■ Exercise aim: Put every line below into a Markdown table with two columns, Row and Line, numbering the rows in order and skipping any blank lines.

Data entries:
┌──
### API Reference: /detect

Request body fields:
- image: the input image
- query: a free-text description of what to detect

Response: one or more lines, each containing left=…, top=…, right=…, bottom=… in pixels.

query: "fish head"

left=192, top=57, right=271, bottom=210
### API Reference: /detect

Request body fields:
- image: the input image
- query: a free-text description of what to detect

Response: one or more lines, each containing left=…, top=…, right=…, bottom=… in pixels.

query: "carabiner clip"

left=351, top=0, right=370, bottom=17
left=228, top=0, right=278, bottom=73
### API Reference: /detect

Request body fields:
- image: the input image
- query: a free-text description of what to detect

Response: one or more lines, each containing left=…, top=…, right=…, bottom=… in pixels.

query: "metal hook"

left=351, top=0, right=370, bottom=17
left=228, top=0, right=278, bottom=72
└──
■ Solution to the exercise:
| Row | Line |
|---|---|
| 1 | ### API Reference: /detect |
| 2 | Request body fields: |
| 3 | - image: the input image |
| 4 | - query: a free-text description of what to detect |
| 5 | Response: one or more lines, each containing left=…, top=…, right=…, bottom=… in pixels. |
| 6 | query: "fish head" |
| 7 | left=192, top=57, right=271, bottom=210 |
| 8 | ### API Reference: /detect |
| 9 | Request body fields: |
| 10 | - image: the input image |
| 11 | - query: a free-text description of what to detect |
| 12 | Response: one or more lines, each containing left=…, top=…, right=…, bottom=… in pixels. |
| 13 | query: "carabiner clip" |
| 14 | left=351, top=0, right=370, bottom=17 |
| 15 | left=228, top=0, right=278, bottom=73 |
| 16 | ### API Reference: /detect |
| 17 | Request body fields: |
| 18 | - image: the input image |
| 19 | - query: a free-text description of what to detect |
| 20 | Response: one or more lines, each containing left=…, top=…, right=…, bottom=… in pixels. |
| 21 | query: "metal hook" |
| 22 | left=351, top=0, right=370, bottom=17 |
| 23 | left=228, top=0, right=278, bottom=72 |